→ What to do:
Convert everything in the material from the line containing "like point(306, 180)." down to the end into a JSON list of strings, one string per line, with blank lines left out.
= = =
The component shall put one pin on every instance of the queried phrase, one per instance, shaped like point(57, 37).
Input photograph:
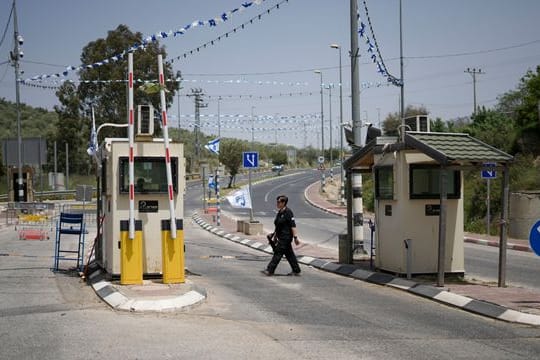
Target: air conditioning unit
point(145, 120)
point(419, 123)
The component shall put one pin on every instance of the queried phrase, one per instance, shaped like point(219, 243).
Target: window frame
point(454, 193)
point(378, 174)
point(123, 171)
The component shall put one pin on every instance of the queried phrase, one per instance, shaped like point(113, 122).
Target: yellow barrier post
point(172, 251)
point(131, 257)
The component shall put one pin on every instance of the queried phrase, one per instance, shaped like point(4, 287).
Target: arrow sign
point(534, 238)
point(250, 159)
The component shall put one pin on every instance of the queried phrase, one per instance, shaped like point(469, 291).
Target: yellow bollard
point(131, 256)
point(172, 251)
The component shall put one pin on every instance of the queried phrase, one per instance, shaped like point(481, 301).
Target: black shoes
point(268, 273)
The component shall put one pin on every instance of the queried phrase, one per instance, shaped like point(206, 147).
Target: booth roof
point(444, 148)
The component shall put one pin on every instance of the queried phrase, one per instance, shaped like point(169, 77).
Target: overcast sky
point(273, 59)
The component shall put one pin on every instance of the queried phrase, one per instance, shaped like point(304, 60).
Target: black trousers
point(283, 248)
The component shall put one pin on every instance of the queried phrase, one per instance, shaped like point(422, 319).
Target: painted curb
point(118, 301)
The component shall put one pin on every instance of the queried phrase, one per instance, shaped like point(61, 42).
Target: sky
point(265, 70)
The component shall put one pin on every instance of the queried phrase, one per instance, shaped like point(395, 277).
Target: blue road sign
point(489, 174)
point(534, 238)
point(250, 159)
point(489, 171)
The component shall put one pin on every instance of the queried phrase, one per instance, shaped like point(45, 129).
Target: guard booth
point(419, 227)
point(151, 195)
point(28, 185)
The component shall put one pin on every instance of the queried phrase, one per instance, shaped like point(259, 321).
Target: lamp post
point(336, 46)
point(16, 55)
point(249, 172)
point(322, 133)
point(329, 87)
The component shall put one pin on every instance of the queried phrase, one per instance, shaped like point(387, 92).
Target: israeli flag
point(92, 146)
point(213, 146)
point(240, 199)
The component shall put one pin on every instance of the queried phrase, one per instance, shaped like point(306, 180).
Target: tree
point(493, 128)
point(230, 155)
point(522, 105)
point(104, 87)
= = =
→ Reply to the task:
[
  "The component shall put one pin on every instance of the queried phrase, one per instance, shaped like point(306, 180).",
  "Target: tree",
  "point(493, 128)",
  "point(230, 155)",
  "point(522, 105)",
  "point(104, 87)"
]